**Texte présenté**
++++++

Automatisation, numérisation et emploi : l'amour f(l)ou

Automatisation, numérisation et emploi : l’amour f(l)ou

En cette période de grand doute économique où il y a plus de questions (d’où viendra la prochaine crise ? Faut-il davantage de régulation ? Les réfugiés auront-ils un impact positif ou négatif sur la croissance ? Comment sortir des politiques monétaires accommodantes ? Comment retrouver un peu d’inflation ? Le One Belt One Road chinois est-ce un plan Marshall 2.0 ?) que de réponses (…), un sujet – l’impact des ruptures technologiques[1] sur l’emploi – semble passionner plus que les autres.

Ici une étude (Frey -Osborne) qui nous apprend que 47 % des emplois aux Etats-Unis présenteraient une probabilité élevée d’automatisation à l’horizon de vingt ans, ici un livre (Jeremy Rifkin) qui nous prédi(sai)t que l’âge de l’accès mettra fin au travail salarié de masse tout comme l’âge industriel avait mis fin au travail forcé, là une étude (OCDE) qui nous apprend que ce ne serait que 9% des emplois qui seraient en danger, ici un document de travail (Fondation IDEA) qui “prédit” qu’il y aura encore des emplois salariés qui plus est par “gros paquet” dans le futur, une position qualifiée de parti-pris optimiste (Celine Yan Qi) dans un commentaire accompagnant le document de travail !

Qui a(ura) raison ? En réalité, je ne le sais pas (et je ne suis pas le seul car dans une étude réalisée par Pew Research Center, 52% des près de 2.000 spécialistes interrogés estimaient que les créations d’emplois induites par les nouvelles technologies l’emporteraient sur les destructions, alors que 48% soutenaient le contraire). Mais parce que je suis d’accord avec moi-même, je continue de penser que dans un horizon prévisible, les innovations technologiques en cours ne devraient pas précipiter la fin du travail ni le chômage de masse.

Quatre éléments permettent de soutenir cette position :

L’UE a créé en net plus de 7 millions d’emploi depuis 2013 alors que partout en Europe on parlait de fin du travail, de menace de robotariat, voire de nécessité d’instaurer un revenu de base ;
A côté de la faiblesse de la demande, les entreprises avancent la difficulté de trouver des salariés (avec les bonnes qualifications) comme principal obstacle à leur développement (le taux d’emploi vacant en Europe est à son plus haut niveau depuis 2007) ;
Les plateformes de travail à la tâche (ou travail à la demande)[2] n’emploient que 1% de la population active aux USA, et 0,05% au sein de l’UE.

++++++

**Données fournies**
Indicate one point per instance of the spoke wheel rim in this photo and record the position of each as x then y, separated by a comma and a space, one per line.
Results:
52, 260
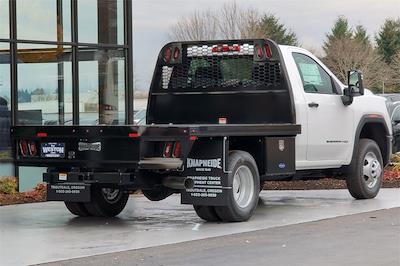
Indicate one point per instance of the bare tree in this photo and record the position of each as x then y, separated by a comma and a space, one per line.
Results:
229, 22
345, 54
395, 77
201, 25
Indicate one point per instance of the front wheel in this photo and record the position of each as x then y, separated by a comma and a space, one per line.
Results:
242, 201
107, 202
364, 179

++++++

**Objet de l'exercice**
Traduisez en anglais cette phrase du texte sur l'automatisation et l'emploi : « Mais parce que je suis d'accord avec moi-même, je continue de penser que dans un horizon prévisible, les innovations technologiques en cours ne devraient pas précipiter la fin du travail ni le chômage de masse. »

**Réponse rédigée**
But because I agree with myself, I still believe that in the foreseeable future, the technological innovations now under way should not hasten the end of work or mass unemployment.